Short exercise - Repeat what the lines below say, word for word, and skip every image.

------------------------------------------------------------

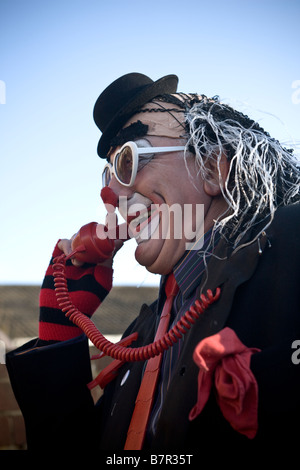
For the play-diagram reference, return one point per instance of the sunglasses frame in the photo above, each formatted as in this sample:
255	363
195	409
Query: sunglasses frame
136	152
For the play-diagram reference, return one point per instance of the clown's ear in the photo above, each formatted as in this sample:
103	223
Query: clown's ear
217	172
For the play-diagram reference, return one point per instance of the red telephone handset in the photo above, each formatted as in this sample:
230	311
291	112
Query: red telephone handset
88	246
94	242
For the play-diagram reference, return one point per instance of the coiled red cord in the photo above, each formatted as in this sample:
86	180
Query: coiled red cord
117	351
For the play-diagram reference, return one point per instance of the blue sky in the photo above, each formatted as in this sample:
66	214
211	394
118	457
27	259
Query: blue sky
57	56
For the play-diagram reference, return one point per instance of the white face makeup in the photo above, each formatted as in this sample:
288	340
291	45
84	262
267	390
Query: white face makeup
163	182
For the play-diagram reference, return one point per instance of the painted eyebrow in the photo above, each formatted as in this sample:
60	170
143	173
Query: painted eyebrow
132	132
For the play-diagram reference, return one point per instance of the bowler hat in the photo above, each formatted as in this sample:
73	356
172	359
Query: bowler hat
122	98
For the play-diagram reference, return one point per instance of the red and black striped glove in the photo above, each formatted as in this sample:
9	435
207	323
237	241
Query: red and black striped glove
88	286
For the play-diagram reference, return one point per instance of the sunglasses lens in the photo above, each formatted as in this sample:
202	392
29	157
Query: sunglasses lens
123	165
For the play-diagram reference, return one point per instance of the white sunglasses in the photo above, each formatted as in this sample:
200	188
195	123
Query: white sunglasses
127	162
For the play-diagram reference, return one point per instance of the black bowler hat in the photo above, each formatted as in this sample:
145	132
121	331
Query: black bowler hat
122	98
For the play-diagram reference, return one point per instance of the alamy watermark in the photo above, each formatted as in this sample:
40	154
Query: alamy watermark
2	92
296	93
157	222
296	354
2	352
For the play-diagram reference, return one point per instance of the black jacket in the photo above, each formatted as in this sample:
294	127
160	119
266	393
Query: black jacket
260	300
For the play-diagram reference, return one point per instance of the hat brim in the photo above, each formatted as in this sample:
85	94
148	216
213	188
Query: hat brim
167	84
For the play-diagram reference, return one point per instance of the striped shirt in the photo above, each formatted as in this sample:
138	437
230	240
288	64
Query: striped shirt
188	274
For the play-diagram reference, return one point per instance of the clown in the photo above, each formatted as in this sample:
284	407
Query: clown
230	379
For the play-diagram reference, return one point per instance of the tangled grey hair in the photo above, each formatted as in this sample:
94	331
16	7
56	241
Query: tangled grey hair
263	175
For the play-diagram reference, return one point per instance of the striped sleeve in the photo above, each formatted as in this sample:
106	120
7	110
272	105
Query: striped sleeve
88	286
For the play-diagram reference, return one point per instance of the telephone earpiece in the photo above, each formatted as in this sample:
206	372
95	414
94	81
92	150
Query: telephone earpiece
94	243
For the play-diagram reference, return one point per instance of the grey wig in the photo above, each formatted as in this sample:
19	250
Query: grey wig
263	175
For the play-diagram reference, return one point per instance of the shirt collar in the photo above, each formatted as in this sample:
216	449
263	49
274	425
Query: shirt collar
190	267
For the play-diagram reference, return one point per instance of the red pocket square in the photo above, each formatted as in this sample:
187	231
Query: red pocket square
224	361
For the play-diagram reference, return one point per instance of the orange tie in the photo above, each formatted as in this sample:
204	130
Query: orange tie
144	401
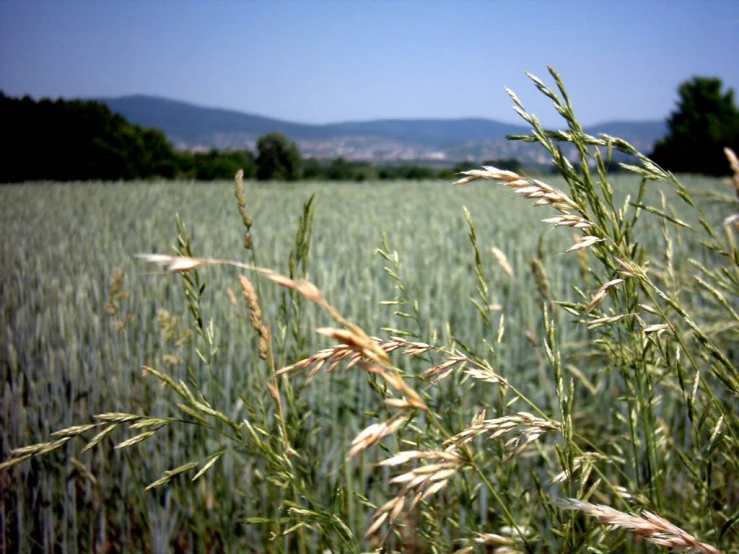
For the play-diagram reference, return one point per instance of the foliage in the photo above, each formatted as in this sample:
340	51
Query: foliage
554	380
277	159
78	140
705	121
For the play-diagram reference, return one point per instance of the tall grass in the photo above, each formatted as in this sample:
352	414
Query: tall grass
502	384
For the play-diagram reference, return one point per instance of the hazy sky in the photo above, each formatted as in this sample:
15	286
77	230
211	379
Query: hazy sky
325	61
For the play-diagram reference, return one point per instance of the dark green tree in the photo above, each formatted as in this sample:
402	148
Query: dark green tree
277	158
705	121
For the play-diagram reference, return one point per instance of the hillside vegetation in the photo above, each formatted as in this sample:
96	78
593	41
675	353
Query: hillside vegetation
511	365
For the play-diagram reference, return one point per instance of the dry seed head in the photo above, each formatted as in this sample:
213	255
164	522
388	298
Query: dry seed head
584	242
373	434
652	527
241	201
174	263
569	220
255	316
734	163
533	189
600	294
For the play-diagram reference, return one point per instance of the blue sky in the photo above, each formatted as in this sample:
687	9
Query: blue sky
327	61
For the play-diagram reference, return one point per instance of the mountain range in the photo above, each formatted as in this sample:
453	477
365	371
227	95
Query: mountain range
199	128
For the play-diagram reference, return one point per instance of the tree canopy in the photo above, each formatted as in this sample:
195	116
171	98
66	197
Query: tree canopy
277	158
705	121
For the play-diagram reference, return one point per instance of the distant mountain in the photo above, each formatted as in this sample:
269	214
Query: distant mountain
194	127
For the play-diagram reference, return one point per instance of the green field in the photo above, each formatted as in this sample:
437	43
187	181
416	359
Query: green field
66	356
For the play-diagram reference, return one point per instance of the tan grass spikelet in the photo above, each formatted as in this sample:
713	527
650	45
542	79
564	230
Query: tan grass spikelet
532	428
255	316
373	434
423	481
652	527
734	163
534	189
600	294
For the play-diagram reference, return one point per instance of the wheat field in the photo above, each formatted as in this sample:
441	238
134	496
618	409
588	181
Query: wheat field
81	316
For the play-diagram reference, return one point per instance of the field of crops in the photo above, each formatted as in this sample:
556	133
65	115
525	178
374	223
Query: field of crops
81	316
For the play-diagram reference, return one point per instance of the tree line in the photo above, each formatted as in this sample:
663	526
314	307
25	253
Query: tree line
79	140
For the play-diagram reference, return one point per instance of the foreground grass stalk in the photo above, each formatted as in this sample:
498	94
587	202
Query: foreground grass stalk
631	388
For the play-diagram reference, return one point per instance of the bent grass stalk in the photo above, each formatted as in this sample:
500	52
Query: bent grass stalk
634	421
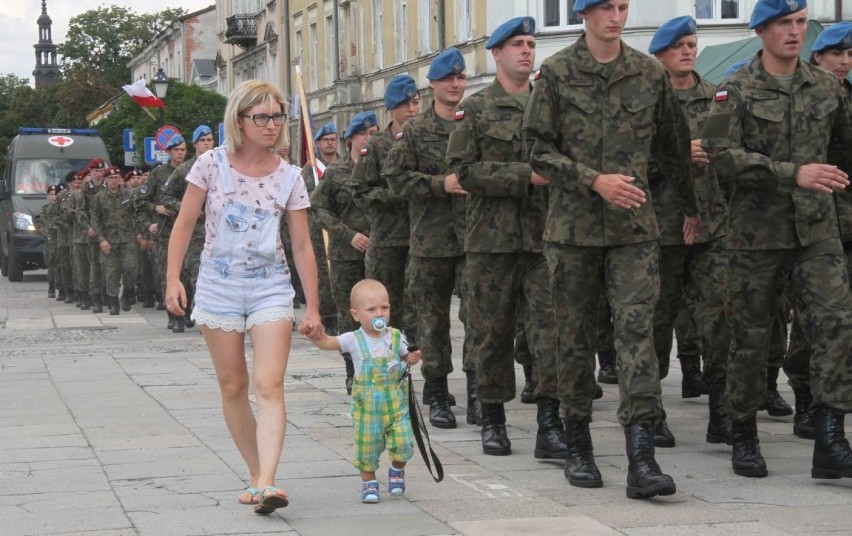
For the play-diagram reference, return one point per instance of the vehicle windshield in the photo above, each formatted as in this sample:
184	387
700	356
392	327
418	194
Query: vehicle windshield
33	176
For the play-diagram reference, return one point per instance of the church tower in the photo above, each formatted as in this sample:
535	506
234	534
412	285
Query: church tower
47	70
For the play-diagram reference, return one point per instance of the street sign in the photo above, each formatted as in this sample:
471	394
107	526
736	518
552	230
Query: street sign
164	134
152	154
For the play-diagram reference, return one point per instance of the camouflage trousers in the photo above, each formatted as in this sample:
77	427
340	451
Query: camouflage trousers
389	265
344	275
798	359
119	267
433	280
631	279
694	276
505	289
819	291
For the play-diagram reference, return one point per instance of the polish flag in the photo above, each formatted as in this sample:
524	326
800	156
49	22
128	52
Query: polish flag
142	96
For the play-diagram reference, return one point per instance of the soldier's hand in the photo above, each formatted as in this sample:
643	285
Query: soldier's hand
452	185
699	155
691	228
538	180
360	242
822	177
618	190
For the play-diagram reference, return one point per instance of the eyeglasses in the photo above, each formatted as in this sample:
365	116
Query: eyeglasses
262	120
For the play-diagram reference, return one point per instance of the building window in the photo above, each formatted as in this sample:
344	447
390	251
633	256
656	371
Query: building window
560	15
717	10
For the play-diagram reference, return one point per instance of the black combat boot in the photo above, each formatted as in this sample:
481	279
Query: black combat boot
350	371
774	405
832	456
495	441
550	438
746	458
719	425
645	479
440	413
692	384
663	437
803	424
474	406
580	468
528	392
607	373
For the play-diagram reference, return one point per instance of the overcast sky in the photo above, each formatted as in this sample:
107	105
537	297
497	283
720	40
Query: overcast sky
19	29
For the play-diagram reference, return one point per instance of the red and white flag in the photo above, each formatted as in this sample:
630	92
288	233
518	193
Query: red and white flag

------------------------------------------------------------

Problem solution -
For the play-diagram reference, return one point per instance of the sunglasses frame in the photo above, each formatted as in this sample:
255	363
195	409
Query: sunglasses frame
136	152
For the play-diagram reference, return one point per instance of the clown's ear in the photo above, each formatted as in this sample:
103	223
Query: clown's ear
217	172
For the play-diagram reference, return one point per instance of the red telephone handset in the photo above, each formatted as in this sample:
230	311
291	112
Query: red telephone handset
88	246
94	242
For the play-diagram reference, return one point per instance of the coiled red cord in the photo above, each formatted as in this sample:
86	180
Query: coiled red cord
117	351
For the play-diagram reference, return one point per instance of the blue sky in the photo above, each formatted as in this sample:
66	214
211	394
118	457
27	259
Query: blue sky
57	56
For the play-diagram reference, return one point per instance of the white face makeup in the photo above, each formatted as in this sample:
288	340
291	45
84	262
267	390
Query: white face makeup
163	182
For the play-diagram reference, return one point per instance of the painted eyebrow in the photo above, each formatted as in this sample:
60	170
143	173
Query: painted eyebrow
132	132
For the play-diagram reference, return one point per instance of the bowler hat in the photo above, each formatted as in this sample:
73	356
172	359
Query: bowler hat
122	98
For the play-diagram reference, return one point per instance of the red and black striped glove in the photo above, each formatted as in this sample:
9	435
207	323
237	241
Query: red and black striped glove
88	286
For the play-diagram reference, return one point per instance of the sunglasses lens in the photo above, each formatted as in this sample:
202	392
29	157
Query: sunglasses lens
123	165
For the play-diagram reference, return one point per instance of the white sunglasses in the photo above, each formatted as in this sample:
200	188
195	123
Query: white sunglasses
127	162
For the play-diagram reference, return one point per instance of the black bowler hat in the photo above, each formatted as in this sample:
145	132
121	331
Query: black bowler hat
122	98
For the play-diagram reference, return one point per instance of the alamy watermark in the photo above, each formatted as in this sample:
40	154
Query: alamy watermark
2	92
296	93
157	222
296	354
2	352
For the play-diagram reference, return one point per instance of the black jacket in the photo above, each formatted as in this sample:
294	127
160	119
266	393
Query: black jacket
260	300
For the play-diagram reference, return one point per instance of the hat brim in the photo above, each formatted as in this sample:
85	94
148	216
213	188
Query: hat brim
167	84
For the play-diagram reference, return one point per instance of the striped shirt in the photo above, each formatted as in this sample:
138	437
230	240
288	64
Query: striped shirt
188	274
For the play-diagram reference, return one point per instance of the clown in the photo above, each formatted as in this sample:
284	407
Query: clown
230	379
For the play-diagram reference, return one point per instance of the tangled grey hair in the photo above, each formatted as in this sample:
94	331
16	7
56	241
Query: tangled grey hair
263	175
For the play-diagram reference, return one point per instance of the striped sleeve in the photo above, each formatted as in this sample:
106	120
7	110
272	105
Query: striped sleeve
88	286
For the play-diagram reference, return one point per instance of the telephone earpiece in the photo above, each formatted as in this sample:
206	372
95	414
94	81
92	150
Query: telephone earpiece
94	243
For the play-diagram reference, return one point per instance of the grey wig in the photo above, each formatted as in this sample:
19	250
Query: grey wig
263	175
For the play-diagram reference, return one point per instance of the shirt collar in the photo above, each formatted as in this sample:
216	449
263	49
274	425
Query: shirt collar
190	267
For the play-diagram reference, return one point per instance of the red pocket square in the photo above, each formatted as in this sample:
187	231
Query: red pocket square
224	361
For the play-diagram reference, return one point per instance of the orange tie in the photo above, each formatted as in this sample:
204	130
Query: orange tie
144	401
For the play-diagram reference, return one point per instance of the foliage in the photo above, each formatted as in this sample:
340	51
Query: foliage
554	380
277	159
78	140
705	121
For the play-diagram reference, return one point per instance of the tall grass in the photo above, each formatted as in this sample:
352	414
Query: tall grass
502	384
For the play-diagram reference, return one point per instance of the hazy sky in the photo above, each formatted as in this sample:
15	286
77	230
211	379
Query: hazy sky
325	61
For the play-diagram reference, return one point per instance of the dark green tree in the photo above, each formatted as in this sample:
402	148
Query: dark green tree
277	158
705	121
For the play-diagram reference, return one point per instance of the hillside vegetation in the photo above, each formatted as in this sample:
96	78
593	41
675	353
Query: hillside vegetation
511	365
For the play-diagram reference, return one point per instance of the dry seed head in the photo above, each formatted as in this sample:
213	255
164	522
388	298
Query: dry seed head
584	242
373	434
652	527
241	201
174	263
569	220
255	316
734	163
533	189
600	294
For the play-diagram reference, return one point per instance of the blue sky in the photo above, each formatted as in this sample:
687	9
Query: blue sky
327	61
For the play-diagram reference, return one point per instance of the mountain range in the photo above, each formatted as in this sample:
453	477
365	371
227	95
Query: mountain range
199	128
For the play-diagram reference, return one point per instance of the tree canopy in the photo above, each formatted as in this sample:
195	116
171	98
66	197
Query: tree canopy
277	158
705	121
For the play-diagram reference, return one point per instance of the distant mountain in the photo above, each formatted as in this sample:
269	214
Query: distant mountain
194	127
For the play-diagram reference, return one point per instance of the green field in the photo above, each formatted as in this sample:
437	43
187	181
416	359
Query: green field
66	356
For the play-diagram reference, return one point per instance of the tan grass spikelet in the photo above, each formatted as in this sample:
713	527
650	45
542	79
564	230
Query: tan grass spikelet
532	428
255	316
373	434
423	481
652	527
734	163
534	189
600	294
For the play-diagram reference, return one point per instance of the wheat field in the photo above, each formatted as in this sample:
441	238
134	496
618	409
588	181
Query: wheat field
81	316
For the play-diagram reference, return one point per instance of the field of crops in the photo above, each formatted as in this sample:
556	133
65	115
525	178
374	223
Query: field of crops
81	316
For the play-diagram reference, return one point per instance of the tree line in the photo above, each formatted as in this sample:
663	526
314	307
25	253
Query: tree line
79	140
For the play-diagram reference, return one point per instance of the foreground grass stalk in the photo above, each formatted as in this sample:
498	94
587	202
Query: foreground grass stalk
631	388
For the play-diagram reference, return one point per instance of the bent grass stalk in the photo above, each formatted as in this sample:
500	52
Query: bent grass stalk
634	421
For the play-diagram reference, return one point per instance of the vehicle windshield in the photo above, each formatted as in this sample:
184	387
700	356
392	327
418	194
Query: vehicle windshield
33	176
For the play-diagram reference, return one point per instance of the church tower in the photo above, each formatted as in this sample:
535	506
234	534
412	285
Query: church tower
47	70
For the play-diagram reference, return one point per instance of the street sign in the photo above, each formatted as in this sample:
471	394
107	526
736	518
552	230
Query: street sign
164	134
152	154
For the play-diagram reference, return one point per instance of the camouflage trousers in the photo above, each formatted as in this sample:
77	427
340	451
Query: camouflage trousers
389	265
344	275
798	359
119	267
433	280
631	279
694	276
505	289
819	291
For the play-diagram reference, return one point per instance of the polish flag in the photo above, each formatted as in this sample:
524	326
800	156
49	22
128	52
Query: polish flag
142	96
For the play-diagram reference, return one point per instance of the soldier's hand in the photo above, each formatted as in this sample:
643	285
Query: soldier's hand
452	185
699	155
691	228
538	180
360	242
822	177
618	190
For the play-diagram reference, return one point per instance of the eyeglasses in the photo above, each formatted as in this sample:
365	116
Query: eyeglasses
262	120
For the play-diagram reference, return one point per instance of the building window in the photo above, each formatted as in this sample:
344	447
390	251
633	256
656	371
Query: building window
560	15
717	10
For the play-diagram reference, return one point per instance of the black combat boot in the photo above, each formatted as in this sample:
481	279
Query: black combat boot
350	371
774	405
832	456
495	441
550	438
746	458
719	425
645	479
440	413
692	384
663	437
803	424
474	406
580	468
528	392
607	373
For the play-diagram reference, return one point per instance of the overcast sky in the photo above, each formatted as in this sample:
107	105
537	297
497	283
720	40
Query: overcast sky
19	29
For the play-diagram reference, return one point per instance of the red and white flag in the photo above, each formatted as in this sample:
630	92
288	233
518	193
Query: red and white flag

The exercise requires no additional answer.